◆ Consignes
**A.** D'après le texte sur les respirateurs, de quelle autonomie disposent les modèles conçus au Maroc ?
**B.** Rédigez la suite du texte sur les respirateurs, à partir de sa dernière phrase.

===== Texte retenu =====

Des respirateurs locaux et non invasifs

Toujours grâce à la 3D, 2iE entend également, à court terme, fabriquer localement des respirateurs. « Si le Mali et le Niger en font la demande, nous pouvons mettre en œuvre un partenariat pour dupliquer ce projet », reprend le professeur nigérien.

Au Maroc, l’université Mohammed VI Polytechnique, en partenariat avec plusieurs autres institutions dont le ministère de l’Industrie et le Groupement des industries marocaines aéronautiques et spatiales (Gimas), a relevé le pari du respirateur non invasif 100 % national. Quelque 500 modèles, fonctionnant à l’électricité ou sur batterie et disposant d’une autonomie de 3 000 heures, doivent être livrés ces prochains jours en complément des 3 000 respirateurs disponibles dans le royaume. Financées principalement par le géant des phosphates OCP, les équipes de l’université conçoivent aussi des appareils de mesure de la température qui pourront être installés à l’entrée des établissements publics.

Nous fonctionnons en open source. Toutes les indications de production seront mis en ligne le 4 mai

Dans d’autres pays, l’impression 3D joue un rôle clé dans le développement de l’offre de respirateurs. Grâce à cette technique, les étudiants de l’École polytechnique de Thiès au Sénégal affirment pouvoir en produire une cinquantaine par semaine alors même que le pays n’en détient que 80 actuellement.

===== Données fournies =====

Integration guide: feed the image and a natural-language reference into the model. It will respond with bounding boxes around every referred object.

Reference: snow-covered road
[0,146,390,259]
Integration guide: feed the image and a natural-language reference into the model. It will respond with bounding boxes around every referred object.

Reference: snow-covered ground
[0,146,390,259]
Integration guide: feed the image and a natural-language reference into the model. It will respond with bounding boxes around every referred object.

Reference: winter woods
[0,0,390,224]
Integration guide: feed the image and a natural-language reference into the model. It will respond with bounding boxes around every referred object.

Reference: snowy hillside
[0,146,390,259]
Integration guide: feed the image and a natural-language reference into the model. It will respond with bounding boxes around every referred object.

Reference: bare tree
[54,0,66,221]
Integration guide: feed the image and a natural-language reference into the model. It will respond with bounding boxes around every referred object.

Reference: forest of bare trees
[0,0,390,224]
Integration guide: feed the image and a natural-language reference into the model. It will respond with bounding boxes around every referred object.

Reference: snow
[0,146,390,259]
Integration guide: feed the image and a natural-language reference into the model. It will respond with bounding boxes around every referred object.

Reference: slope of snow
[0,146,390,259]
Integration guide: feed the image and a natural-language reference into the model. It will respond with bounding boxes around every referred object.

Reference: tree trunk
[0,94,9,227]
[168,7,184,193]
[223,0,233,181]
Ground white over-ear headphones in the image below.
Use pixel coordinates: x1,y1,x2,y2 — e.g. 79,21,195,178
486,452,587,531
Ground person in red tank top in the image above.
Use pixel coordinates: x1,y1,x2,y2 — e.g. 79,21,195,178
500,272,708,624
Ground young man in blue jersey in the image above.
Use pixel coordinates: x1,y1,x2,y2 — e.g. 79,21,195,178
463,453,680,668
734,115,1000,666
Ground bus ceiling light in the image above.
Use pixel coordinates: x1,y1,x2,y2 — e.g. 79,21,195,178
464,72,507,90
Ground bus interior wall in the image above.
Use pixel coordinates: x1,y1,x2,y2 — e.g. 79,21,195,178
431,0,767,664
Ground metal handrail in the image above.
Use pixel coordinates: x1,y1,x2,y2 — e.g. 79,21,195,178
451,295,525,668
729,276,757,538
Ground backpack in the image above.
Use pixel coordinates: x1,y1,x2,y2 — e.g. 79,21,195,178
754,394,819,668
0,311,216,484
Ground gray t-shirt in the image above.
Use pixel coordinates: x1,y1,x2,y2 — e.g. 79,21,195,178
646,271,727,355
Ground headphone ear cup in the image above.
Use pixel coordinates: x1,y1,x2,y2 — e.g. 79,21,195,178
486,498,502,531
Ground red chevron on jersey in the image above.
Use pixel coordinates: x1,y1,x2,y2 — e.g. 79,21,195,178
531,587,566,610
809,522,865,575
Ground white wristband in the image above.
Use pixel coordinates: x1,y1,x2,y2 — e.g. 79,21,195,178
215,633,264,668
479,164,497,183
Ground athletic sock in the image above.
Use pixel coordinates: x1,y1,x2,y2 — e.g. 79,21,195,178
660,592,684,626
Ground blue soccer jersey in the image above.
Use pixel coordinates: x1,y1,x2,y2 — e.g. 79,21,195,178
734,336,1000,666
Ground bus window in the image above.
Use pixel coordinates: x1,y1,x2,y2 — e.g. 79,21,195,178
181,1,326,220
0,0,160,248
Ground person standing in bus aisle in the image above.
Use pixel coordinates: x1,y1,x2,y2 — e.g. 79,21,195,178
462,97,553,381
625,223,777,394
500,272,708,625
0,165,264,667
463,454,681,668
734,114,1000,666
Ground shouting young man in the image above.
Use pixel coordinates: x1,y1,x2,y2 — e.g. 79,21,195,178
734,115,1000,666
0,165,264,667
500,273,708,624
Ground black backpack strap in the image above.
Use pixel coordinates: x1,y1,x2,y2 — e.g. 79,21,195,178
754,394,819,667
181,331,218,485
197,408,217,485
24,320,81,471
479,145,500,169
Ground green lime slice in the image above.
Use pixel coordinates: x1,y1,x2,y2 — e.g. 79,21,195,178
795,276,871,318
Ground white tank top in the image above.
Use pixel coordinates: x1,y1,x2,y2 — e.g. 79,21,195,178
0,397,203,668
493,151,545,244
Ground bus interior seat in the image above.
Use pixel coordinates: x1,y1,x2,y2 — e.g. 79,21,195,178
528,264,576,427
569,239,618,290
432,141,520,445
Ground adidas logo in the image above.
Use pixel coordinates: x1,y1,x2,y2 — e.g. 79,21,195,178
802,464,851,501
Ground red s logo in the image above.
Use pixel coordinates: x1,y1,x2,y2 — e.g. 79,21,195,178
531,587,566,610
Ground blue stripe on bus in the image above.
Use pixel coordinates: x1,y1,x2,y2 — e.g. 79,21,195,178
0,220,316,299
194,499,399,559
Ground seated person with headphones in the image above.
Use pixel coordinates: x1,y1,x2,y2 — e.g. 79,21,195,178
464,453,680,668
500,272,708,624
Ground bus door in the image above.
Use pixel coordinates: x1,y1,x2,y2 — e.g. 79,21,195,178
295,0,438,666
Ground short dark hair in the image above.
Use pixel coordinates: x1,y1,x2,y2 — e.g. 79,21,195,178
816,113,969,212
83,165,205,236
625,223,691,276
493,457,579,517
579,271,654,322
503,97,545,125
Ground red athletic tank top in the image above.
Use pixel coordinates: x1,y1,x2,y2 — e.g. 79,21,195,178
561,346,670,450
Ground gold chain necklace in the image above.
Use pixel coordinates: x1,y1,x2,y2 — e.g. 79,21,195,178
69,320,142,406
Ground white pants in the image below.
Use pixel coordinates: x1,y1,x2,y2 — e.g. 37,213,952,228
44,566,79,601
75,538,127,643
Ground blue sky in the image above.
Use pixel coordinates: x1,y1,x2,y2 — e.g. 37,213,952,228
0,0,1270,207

=====

◆ Réponses
**A.** Ils disposent d'une autonomie de 3 000 heures.

**B.**
Des coûts de production divisés par 10

La Tunisie se montre aussi en pointe sur le sujet. À Sousse, les élèves de l’Eniso, en collaboration avec des étudiants de la faculté de médecine de la ville, ont planché sur un prototype de respirateur – l’hôpital local n’ne possédant que treize. Début avril, ils ont mis au point un appareil d’oxygénothérapie à haut-débit qui permet de traiter les malades souffrant d’insuffisance respiratoire sévère sans les intuber.

Dans la capitale, Tunis, l’École polytechnique de l’université centrale a travaillé avec Ditex, un centre d’expertise développé par Dassault Systems, et l’Université de Lorraine pour concevoir un prototype de respirateur non invasif pouvant être produit par une imprimante 3D. Le dispositif, dont les premiers exemplaires sont produit par Tech3D, une entreprise française, peut également servir de simple masque de protection à filtre lavable.

Le respirateur peut être utilisé de trois façons différentes : en simple masque de protection, en respirateur sans dispositif autonome de respiration ou avec un moteur faisant fonctionner un ballon.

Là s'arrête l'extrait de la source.